• [Problem to work on] Please give the number of lines in the records below that include "white", with no other output.

• [Available data]
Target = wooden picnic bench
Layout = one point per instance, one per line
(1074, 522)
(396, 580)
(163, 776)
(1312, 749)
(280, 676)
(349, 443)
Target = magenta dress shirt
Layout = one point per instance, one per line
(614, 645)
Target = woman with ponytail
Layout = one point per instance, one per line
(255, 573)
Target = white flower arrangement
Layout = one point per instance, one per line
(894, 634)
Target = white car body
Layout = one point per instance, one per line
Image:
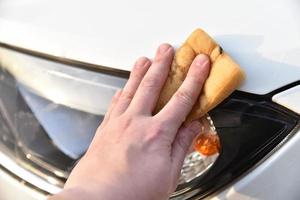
(262, 36)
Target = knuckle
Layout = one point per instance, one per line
(126, 95)
(184, 97)
(197, 80)
(159, 129)
(150, 83)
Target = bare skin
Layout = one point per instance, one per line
(135, 155)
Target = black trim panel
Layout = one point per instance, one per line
(68, 61)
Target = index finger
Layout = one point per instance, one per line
(181, 103)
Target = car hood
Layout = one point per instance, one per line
(262, 36)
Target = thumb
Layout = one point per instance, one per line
(181, 145)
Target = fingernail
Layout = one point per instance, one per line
(163, 48)
(201, 60)
(142, 62)
(195, 126)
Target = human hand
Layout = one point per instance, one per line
(135, 155)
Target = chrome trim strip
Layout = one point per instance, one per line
(27, 176)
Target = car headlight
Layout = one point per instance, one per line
(49, 111)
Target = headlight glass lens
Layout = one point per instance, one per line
(49, 113)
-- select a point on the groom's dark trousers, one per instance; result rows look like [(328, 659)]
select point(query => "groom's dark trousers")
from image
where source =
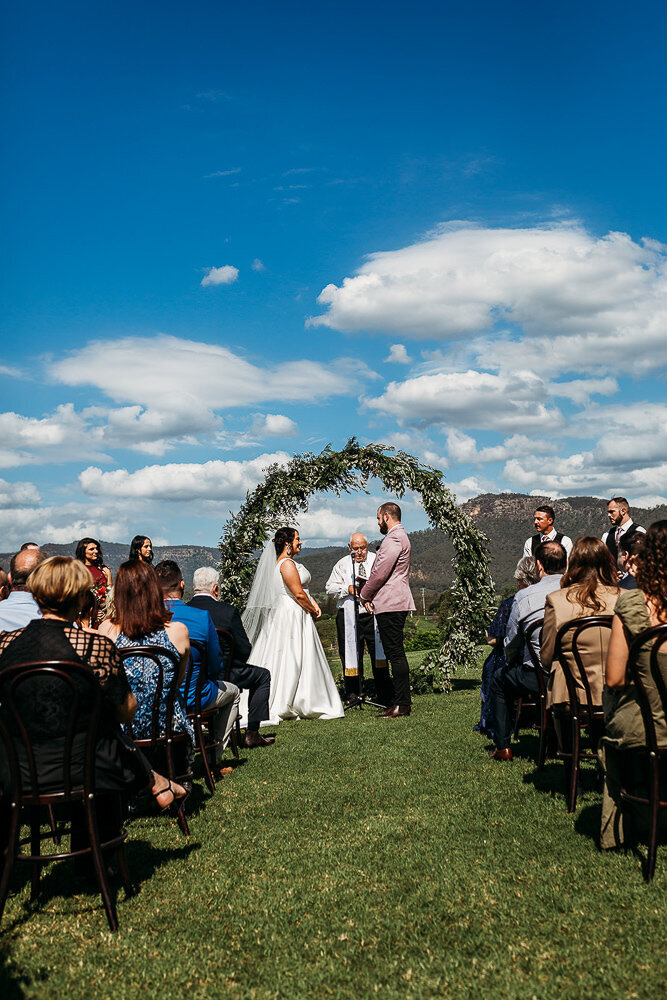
[(390, 626)]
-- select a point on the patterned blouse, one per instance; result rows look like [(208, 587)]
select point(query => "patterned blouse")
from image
[(143, 676)]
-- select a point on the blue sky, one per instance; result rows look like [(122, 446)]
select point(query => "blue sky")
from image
[(231, 235)]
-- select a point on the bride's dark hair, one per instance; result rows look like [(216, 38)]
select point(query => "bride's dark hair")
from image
[(283, 537)]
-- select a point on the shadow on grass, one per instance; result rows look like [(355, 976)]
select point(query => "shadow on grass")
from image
[(143, 860)]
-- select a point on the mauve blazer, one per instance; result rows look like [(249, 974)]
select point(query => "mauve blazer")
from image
[(388, 586)]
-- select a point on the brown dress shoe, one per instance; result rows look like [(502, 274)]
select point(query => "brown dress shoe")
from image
[(256, 740), (395, 712), (498, 754)]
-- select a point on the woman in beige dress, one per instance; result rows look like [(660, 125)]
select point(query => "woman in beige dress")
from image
[(588, 587)]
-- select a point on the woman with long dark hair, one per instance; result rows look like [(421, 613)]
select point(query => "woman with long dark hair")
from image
[(280, 622), (588, 587), (140, 618), (60, 585), (89, 552), (636, 610)]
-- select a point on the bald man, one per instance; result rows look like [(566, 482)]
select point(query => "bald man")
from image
[(20, 607), (339, 585)]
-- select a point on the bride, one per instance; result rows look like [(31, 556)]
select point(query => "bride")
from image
[(280, 621)]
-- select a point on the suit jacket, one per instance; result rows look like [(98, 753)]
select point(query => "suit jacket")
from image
[(225, 616), (592, 645), (388, 586)]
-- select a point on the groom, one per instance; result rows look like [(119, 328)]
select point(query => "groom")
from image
[(387, 595)]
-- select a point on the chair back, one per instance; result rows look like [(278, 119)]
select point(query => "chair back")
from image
[(228, 649), (160, 735), (577, 626), (74, 697), (657, 635)]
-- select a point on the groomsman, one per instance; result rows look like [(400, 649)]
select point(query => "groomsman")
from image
[(361, 632), (388, 596)]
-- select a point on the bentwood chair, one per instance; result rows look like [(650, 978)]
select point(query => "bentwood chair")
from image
[(202, 717), (228, 647), (73, 723), (538, 702), (585, 716), (165, 748), (656, 753)]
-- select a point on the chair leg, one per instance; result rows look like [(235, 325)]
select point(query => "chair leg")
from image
[(653, 819), (517, 720), (574, 766), (201, 741), (35, 850), (10, 850), (100, 867)]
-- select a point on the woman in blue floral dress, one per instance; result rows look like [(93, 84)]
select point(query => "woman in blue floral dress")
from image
[(140, 618)]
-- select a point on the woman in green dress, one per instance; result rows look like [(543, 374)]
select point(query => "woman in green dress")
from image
[(636, 610)]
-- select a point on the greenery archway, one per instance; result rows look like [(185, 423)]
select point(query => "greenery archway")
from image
[(286, 491)]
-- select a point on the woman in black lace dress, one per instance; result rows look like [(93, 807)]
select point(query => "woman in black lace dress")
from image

• [Final answer] 2